-------- EXTRACTED ENTRIES

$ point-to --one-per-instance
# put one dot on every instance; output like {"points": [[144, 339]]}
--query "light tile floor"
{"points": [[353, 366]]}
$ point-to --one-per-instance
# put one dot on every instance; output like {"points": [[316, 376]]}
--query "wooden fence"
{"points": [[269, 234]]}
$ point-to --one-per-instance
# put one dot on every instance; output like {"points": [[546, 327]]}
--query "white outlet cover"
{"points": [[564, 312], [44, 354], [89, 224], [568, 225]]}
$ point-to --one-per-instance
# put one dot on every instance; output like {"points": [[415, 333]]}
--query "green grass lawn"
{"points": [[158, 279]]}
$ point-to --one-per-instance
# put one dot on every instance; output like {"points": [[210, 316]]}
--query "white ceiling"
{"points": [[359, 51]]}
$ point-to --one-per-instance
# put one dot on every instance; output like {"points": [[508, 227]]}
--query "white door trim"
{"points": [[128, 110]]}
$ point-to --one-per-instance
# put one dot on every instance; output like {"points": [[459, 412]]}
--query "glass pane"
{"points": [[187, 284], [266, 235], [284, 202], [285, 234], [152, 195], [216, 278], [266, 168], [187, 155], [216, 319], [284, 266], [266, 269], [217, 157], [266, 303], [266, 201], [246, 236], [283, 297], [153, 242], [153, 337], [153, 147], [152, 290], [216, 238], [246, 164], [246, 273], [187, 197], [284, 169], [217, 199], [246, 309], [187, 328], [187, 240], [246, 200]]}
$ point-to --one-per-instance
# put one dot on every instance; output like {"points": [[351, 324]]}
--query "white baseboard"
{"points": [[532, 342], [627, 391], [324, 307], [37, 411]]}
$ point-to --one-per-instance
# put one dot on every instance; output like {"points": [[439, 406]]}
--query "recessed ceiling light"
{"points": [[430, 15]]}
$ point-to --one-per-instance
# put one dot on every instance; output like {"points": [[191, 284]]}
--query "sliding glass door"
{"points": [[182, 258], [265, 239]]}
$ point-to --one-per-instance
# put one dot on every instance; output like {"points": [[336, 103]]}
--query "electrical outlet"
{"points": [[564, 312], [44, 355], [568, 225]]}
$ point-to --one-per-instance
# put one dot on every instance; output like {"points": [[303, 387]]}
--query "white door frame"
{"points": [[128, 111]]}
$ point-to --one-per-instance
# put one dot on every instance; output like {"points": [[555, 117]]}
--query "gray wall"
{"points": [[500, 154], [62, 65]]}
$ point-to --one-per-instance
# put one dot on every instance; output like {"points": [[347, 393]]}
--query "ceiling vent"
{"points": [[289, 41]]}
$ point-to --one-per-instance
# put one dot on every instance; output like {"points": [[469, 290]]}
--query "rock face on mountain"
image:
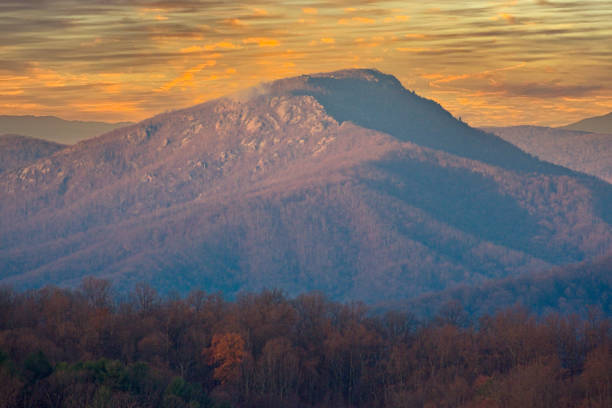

----------------

• [WHAT THIS TASK INVOLVES] Word for word, reproduce all of the entries above and omit the pictures.

• [RESPONSE AREA]
$ point-to --one-per-instance
# put one dot on every instance; output like {"points": [[144, 339]]}
--query "light tile floor"
{"points": [[353, 366]]}
$ point-to --one-per-instance
# put one dot on every instance; output like {"points": [[316, 376]]}
--query "wooden fence"
{"points": [[269, 234]]}
$ point-to --one-per-instance
# put one dot on every instance; output like {"points": [[546, 327]]}
--query "white outlet cover"
{"points": [[564, 312], [44, 354], [89, 224], [568, 225]]}
$ point-to --one-per-instance
# put one dot on every instance; output like {"points": [[415, 333]]}
--query "green grass lawn"
{"points": [[158, 279]]}
$ point-to --one-per-instance
# put one dot on every instance; output like {"points": [[210, 316]]}
--query "white ceiling"
{"points": [[359, 51]]}
$ point-to --one-per-instance
# put one dot on every instance; output like {"points": [[508, 227]]}
--query "white door trim"
{"points": [[128, 110]]}
$ point-to --one-per-instance
# put one dot on every instance; output like {"points": [[459, 412]]}
--query "glass pane"
{"points": [[187, 284], [266, 235], [284, 202], [285, 234], [152, 195], [216, 278], [266, 168], [187, 155], [216, 319], [284, 266], [266, 269], [217, 157], [266, 303], [266, 201], [246, 236], [283, 297], [153, 242], [153, 337], [153, 147], [152, 290], [216, 238], [246, 164], [246, 273], [187, 197], [284, 169], [217, 199], [246, 309], [187, 328], [187, 240], [246, 200]]}
$ point-to --one-per-instance
# put one dot on every instance; output like {"points": [[351, 324]]}
--query "white baseboard"
{"points": [[532, 342], [627, 391], [324, 307], [37, 411]]}
$ point-to --one-per-instance
# put one dot on every instance; output like {"points": [[439, 406]]}
--query "recessed ceiling light"
{"points": [[430, 15]]}
$ point-to --one-per-instance
# put one dot on every instance; output like {"points": [[191, 284]]}
--query "sliding glass door"
{"points": [[182, 258], [265, 239]]}
$ point-to --one-per-instance
# put one dot on every instance; output like {"points": [[336, 103]]}
--query "electrical outlet"
{"points": [[564, 312], [44, 355], [568, 225]]}
$ point-to --one-per-instance
# put one dot on every instance; output like {"points": [[303, 387]]}
--query "white door frame"
{"points": [[128, 111]]}
$ point-to --one-per-instance
# put one dot on every instance; output like {"points": [[555, 117]]}
--query "gray wall"
{"points": [[500, 154], [62, 65]]}
$ point-to --one-per-instance
# put one dot on every instance; output like {"points": [[347, 393]]}
--query "ceiling vent"
{"points": [[289, 41]]}
$ point-to --one-per-instance
# put one dot on every instance; output like {"points": [[469, 290]]}
--query "rock face on mountain"
image:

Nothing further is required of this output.